Teraz kiedy zabrakło Wiecheckiego,w dobie kiepskich kabaretów, nieumywających się do klasyki wielkich mistrzów rozśmieszania, "aktorzy komedianci" na miarę i krój lemingów, z małymi wyjątkami zacnych kabareciarzy, serwują - tu językiem futrzaków - 'bałach aż żal tyłek ściska'.
W tej to konwencji, mimo że nie jestem lemingiem ( bo nic co ludzkie nie powinno mnie ograniczać), połączę obrazki ze znanym skądinąd witzem, który był udziałem dwóch dżentelmenów warszawskiej linii autobusowej Nr ...
A że to działo się prawdziwie mogłaby zaświadczyć bratnia mi osoba akurat przypadkiem jadąca autobusem, tyle tylko że się znarowiła i jak na medalistkę Wielkiej Pardubickiej w geście zwycięskim pokazała mi ino zad kiedy wiecheć pachnącego siana podawałem jej do zawsze ślicznego buziaczka, bywało że z mojego serca ulewałem jej kielich ambrozji z miłości nigdy nie wyznanej.
Skąd wziął się pomysł na przypomnienie tego 'wydarzenia'. Otóż poproszono mnie o tarczę. Ani ze mnie egidodzierżca, nie umiem posługiwać się gromami, nie czuję mięty do Ledy (wolałbym Nimfę, albo jedną z Plejad)), czuję respekt przed Ateną, zaś konszachty z Hefajstosem właściwie nie stanowią predyspozycji do wykonania tarczy, ba! nie dysponuję nawet kozią skórą...

+===+

> **Zadanie do wykonania 1**: Przepisz wszystkie wpisy podane niżej, zamieniając w nich słowo "car" na "vehicle", a resztę zostawiając bez zmian. Obrazów nie przepisuj.
Tekst i wpisy nie mają ze sobą nic wspólnego.

> **Przekazane wpisy**:
+===+

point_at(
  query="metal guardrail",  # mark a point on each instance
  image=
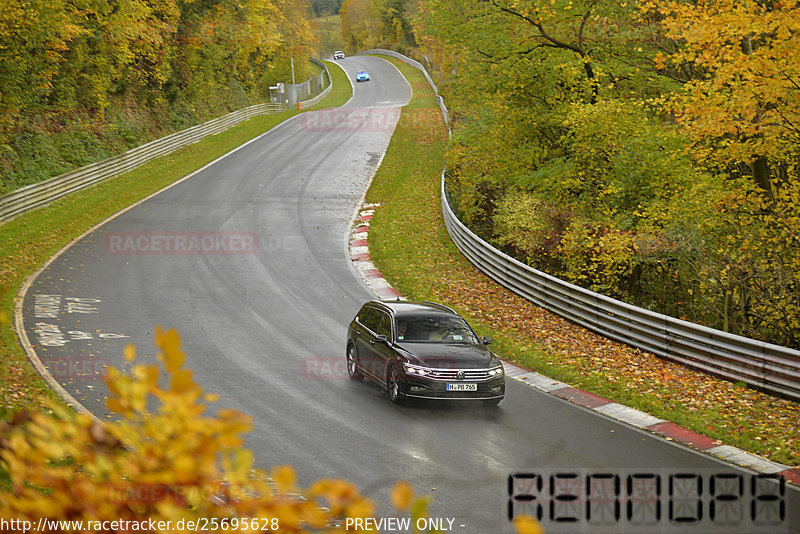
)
(772, 368)
(41, 193)
(322, 76)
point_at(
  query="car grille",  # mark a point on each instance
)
(453, 374)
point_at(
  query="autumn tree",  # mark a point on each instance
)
(741, 105)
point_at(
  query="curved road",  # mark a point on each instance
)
(263, 312)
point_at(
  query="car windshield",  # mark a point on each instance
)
(434, 329)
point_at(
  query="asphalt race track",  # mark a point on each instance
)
(263, 310)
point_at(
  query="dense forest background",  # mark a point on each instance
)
(81, 80)
(644, 149)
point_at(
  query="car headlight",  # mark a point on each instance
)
(494, 371)
(415, 370)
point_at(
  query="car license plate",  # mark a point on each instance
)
(462, 387)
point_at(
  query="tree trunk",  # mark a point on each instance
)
(761, 175)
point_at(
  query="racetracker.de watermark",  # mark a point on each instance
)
(350, 120)
(180, 243)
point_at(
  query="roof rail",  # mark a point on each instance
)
(451, 310)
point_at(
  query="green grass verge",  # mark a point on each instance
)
(410, 245)
(27, 241)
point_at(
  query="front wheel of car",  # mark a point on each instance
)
(393, 386)
(352, 364)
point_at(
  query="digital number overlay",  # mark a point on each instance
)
(657, 500)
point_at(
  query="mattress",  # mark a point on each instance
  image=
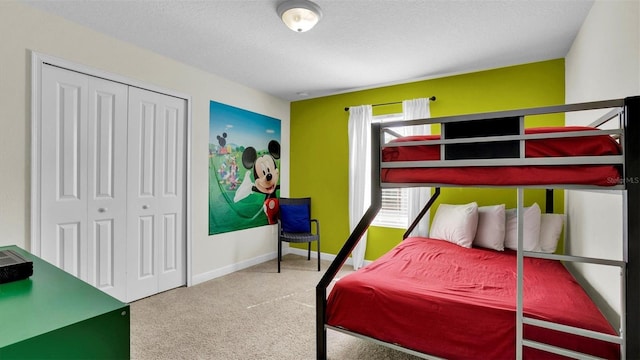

+===+

> **Zadanie do wykonania 2**: Czy zgodne z tekstem powyżej są zdania: (a) autora tekstu poproszono o tarczę, (b) autor ma kozią skórę, (c) autor czuje respekt przed Ateną? Przy każdym odpowiedz tak albo nie i przytocz rozstrzygające słowa tekstu.

> **Odpowiedź końcowa 1**:
point_at(
  query="metal guardrail",  # mark a point on each instance
  image=
)
(772, 368)
(41, 193)
(322, 76)
point_at(
  query="vehicle grille",  # mark a point on each instance
)
(453, 374)
point_at(
  query="autumn tree",  # mark a point on each instance
)
(741, 105)
point_at(
  query="curved road",  # mark a point on each instance
)
(263, 312)
point_at(
  query="vehicle windshield",  # mark a point on each instance
)
(434, 329)
point_at(
  query="asphalt race track",  # mark a point on each instance
)
(263, 310)
point_at(
  query="dense forest background",  # mark a point on each instance
)
(81, 80)
(644, 149)
point_at(
  query="vehicle headlight",  # mark a point on each instance
)
(494, 371)
(415, 370)
point_at(
  query="vehicle license plate",  # mark a point on each instance
)
(462, 387)
point_at(
  query="tree trunk",  # mark a point on each instance
)
(761, 175)
point_at(
  query="racetracker.de watermark",  # mark a point on each instance
)
(350, 120)
(180, 243)
point_at(
  query="roof rail",  # mark a point on each instance
)
(451, 310)
point_at(
  query="green grass verge",  # mark a point on each instance
)
(410, 245)
(27, 241)
point_at(
  query="front wheel of vehicle",  # mark a point on each instance
)
(393, 386)
(352, 364)
point_at(
  query="digital number overlay",  # mark a point on each instance
)
(657, 500)
point_at(
  query="mattress",  # mark a point on each instance
  image=

> **Odpowiedź końcowa 2**:
(a) Tak: "Otóż poproszono mnie o tarczę."
(b) Nie: "nie dysponuję nawet kozią skórą"
(c) Tak: "czuję respekt przed Ateną"